__About this task__
Repeat, exactly and completely, the entries shown underneath.

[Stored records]
——

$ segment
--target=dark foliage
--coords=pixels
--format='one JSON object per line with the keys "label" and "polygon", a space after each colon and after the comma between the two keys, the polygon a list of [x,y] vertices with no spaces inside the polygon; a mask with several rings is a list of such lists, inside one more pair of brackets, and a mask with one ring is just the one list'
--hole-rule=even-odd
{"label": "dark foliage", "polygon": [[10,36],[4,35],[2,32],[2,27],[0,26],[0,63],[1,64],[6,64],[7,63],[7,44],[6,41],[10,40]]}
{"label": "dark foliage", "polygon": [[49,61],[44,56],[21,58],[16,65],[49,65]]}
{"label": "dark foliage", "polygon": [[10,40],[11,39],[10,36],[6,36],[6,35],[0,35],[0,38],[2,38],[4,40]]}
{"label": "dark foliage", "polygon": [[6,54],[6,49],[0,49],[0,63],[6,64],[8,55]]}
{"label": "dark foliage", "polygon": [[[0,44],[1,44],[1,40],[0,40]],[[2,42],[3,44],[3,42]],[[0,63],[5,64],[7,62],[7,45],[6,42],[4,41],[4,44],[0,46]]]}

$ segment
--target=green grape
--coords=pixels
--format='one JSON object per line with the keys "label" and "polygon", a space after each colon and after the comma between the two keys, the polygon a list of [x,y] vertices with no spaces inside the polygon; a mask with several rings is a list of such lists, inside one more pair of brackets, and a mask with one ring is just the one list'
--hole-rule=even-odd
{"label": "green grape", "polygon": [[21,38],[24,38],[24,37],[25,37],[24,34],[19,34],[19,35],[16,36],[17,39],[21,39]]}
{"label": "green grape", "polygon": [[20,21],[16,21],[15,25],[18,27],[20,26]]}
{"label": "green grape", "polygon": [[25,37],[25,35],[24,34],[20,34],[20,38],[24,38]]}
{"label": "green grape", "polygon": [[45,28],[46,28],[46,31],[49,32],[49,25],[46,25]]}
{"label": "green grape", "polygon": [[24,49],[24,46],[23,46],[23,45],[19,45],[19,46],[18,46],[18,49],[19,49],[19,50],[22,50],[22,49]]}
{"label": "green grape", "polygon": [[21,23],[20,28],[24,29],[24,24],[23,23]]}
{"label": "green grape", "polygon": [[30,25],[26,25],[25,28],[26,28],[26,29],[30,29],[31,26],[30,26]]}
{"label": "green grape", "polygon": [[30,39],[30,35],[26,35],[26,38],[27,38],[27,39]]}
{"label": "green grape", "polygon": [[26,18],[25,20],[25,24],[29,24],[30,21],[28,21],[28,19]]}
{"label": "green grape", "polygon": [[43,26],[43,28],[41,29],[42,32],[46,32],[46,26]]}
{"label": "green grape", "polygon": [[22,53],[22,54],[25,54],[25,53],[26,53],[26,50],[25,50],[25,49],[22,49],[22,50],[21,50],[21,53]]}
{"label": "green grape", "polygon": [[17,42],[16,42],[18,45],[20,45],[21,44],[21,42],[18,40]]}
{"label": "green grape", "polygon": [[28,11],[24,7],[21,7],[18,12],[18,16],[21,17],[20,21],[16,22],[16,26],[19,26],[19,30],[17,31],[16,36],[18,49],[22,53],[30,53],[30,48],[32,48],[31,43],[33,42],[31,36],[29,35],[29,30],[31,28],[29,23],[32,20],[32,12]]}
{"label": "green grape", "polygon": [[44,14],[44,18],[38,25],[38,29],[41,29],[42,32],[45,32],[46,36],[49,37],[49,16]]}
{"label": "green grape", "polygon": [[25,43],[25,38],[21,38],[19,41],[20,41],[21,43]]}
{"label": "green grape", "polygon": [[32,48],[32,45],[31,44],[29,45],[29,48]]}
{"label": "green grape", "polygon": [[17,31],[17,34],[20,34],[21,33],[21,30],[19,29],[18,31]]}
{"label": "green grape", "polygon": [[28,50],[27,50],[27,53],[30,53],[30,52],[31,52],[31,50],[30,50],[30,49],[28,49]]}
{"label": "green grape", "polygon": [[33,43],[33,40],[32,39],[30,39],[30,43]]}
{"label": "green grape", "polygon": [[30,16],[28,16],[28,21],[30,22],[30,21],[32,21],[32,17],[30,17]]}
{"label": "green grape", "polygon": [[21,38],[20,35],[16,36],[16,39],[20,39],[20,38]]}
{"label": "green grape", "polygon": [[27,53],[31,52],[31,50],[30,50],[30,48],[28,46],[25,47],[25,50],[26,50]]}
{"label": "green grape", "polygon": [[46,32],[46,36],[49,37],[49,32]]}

——

__Exercise result__
$ segment
--target=dark foliage
--coords=pixels
--format='one JSON object per line with the keys "label" and "polygon", a space after each colon and after the comma between the two keys, the polygon a list of [x,y] vertices with no spaces inside the polygon; a mask with several rings is a list of such lists, inside one more pair of brackets, and a mask with one ring is just the one list'
--hole-rule=even-odd
{"label": "dark foliage", "polygon": [[10,36],[4,35],[2,32],[2,27],[0,26],[0,63],[1,64],[6,64],[7,63],[7,44],[6,41],[10,40]]}
{"label": "dark foliage", "polygon": [[49,61],[44,56],[21,58],[16,65],[49,65]]}
{"label": "dark foliage", "polygon": [[10,40],[11,39],[10,36],[6,36],[6,35],[0,35],[0,38],[2,38],[4,40]]}
{"label": "dark foliage", "polygon": [[6,54],[6,49],[0,49],[0,63],[6,64],[8,55]]}
{"label": "dark foliage", "polygon": [[[0,44],[1,44],[1,40],[0,40]],[[2,42],[3,44],[3,42]],[[0,63],[5,64],[7,62],[7,45],[6,42],[4,41],[4,44],[0,46]]]}

$ segment
--target=green grape
--coords=pixels
--format='one JSON object per line with the keys "label" and "polygon", a space after each colon and after the comma between the two keys, the polygon a list of [x,y] vertices with no spaces inside the polygon; a mask with several rings is a list of such lists, inside one more pair of brackets, and a mask with one ring is just the one list'
--hole-rule=even-odd
{"label": "green grape", "polygon": [[21,38],[24,38],[24,37],[25,37],[24,34],[19,34],[19,35],[16,36],[17,39],[21,39]]}
{"label": "green grape", "polygon": [[20,21],[16,21],[15,25],[18,27],[20,26]]}
{"label": "green grape", "polygon": [[25,37],[25,35],[24,34],[20,34],[20,38],[24,38]]}
{"label": "green grape", "polygon": [[45,28],[46,28],[46,31],[49,32],[49,25],[46,25]]}
{"label": "green grape", "polygon": [[24,49],[24,46],[23,46],[23,45],[19,45],[19,46],[18,46],[18,49],[19,49],[19,50],[22,50],[22,49]]}
{"label": "green grape", "polygon": [[21,23],[20,28],[24,29],[24,24],[23,23]]}
{"label": "green grape", "polygon": [[30,25],[26,25],[25,28],[26,28],[26,29],[30,29],[31,26],[30,26]]}
{"label": "green grape", "polygon": [[30,39],[30,35],[26,35],[26,38],[27,38],[27,39]]}
{"label": "green grape", "polygon": [[26,18],[25,20],[25,24],[29,24],[30,21],[28,21],[28,19]]}
{"label": "green grape", "polygon": [[43,26],[43,28],[41,29],[42,32],[46,32],[46,26]]}
{"label": "green grape", "polygon": [[22,53],[22,54],[25,54],[25,53],[26,53],[26,50],[25,50],[25,49],[22,49],[22,50],[21,50],[21,53]]}
{"label": "green grape", "polygon": [[17,42],[16,42],[18,45],[20,45],[21,44],[21,42],[18,40]]}
{"label": "green grape", "polygon": [[28,11],[24,7],[21,7],[18,12],[18,16],[21,17],[20,21],[16,22],[16,26],[19,26],[19,30],[17,31],[16,36],[18,49],[22,53],[30,53],[30,48],[32,48],[31,43],[33,42],[31,36],[29,35],[29,30],[31,28],[29,23],[32,20],[32,12]]}
{"label": "green grape", "polygon": [[44,14],[44,18],[38,25],[38,29],[41,29],[42,32],[45,32],[46,36],[49,37],[49,16]]}
{"label": "green grape", "polygon": [[25,43],[25,38],[21,38],[19,41],[20,41],[21,43]]}
{"label": "green grape", "polygon": [[32,48],[32,45],[31,44],[29,45],[29,48]]}
{"label": "green grape", "polygon": [[17,31],[17,34],[20,34],[21,33],[21,30],[19,29],[18,31]]}
{"label": "green grape", "polygon": [[28,50],[27,50],[27,53],[30,53],[30,52],[31,52],[31,50],[30,50],[30,49],[28,49]]}
{"label": "green grape", "polygon": [[33,43],[33,40],[32,39],[30,39],[30,43]]}
{"label": "green grape", "polygon": [[30,16],[28,16],[28,21],[30,22],[30,21],[32,21],[32,17],[30,17]]}
{"label": "green grape", "polygon": [[21,38],[20,35],[16,36],[16,39],[20,39],[20,38]]}
{"label": "green grape", "polygon": [[27,53],[31,52],[31,50],[30,50],[30,48],[28,46],[25,47],[25,50],[26,50]]}
{"label": "green grape", "polygon": [[46,32],[46,36],[49,37],[49,32]]}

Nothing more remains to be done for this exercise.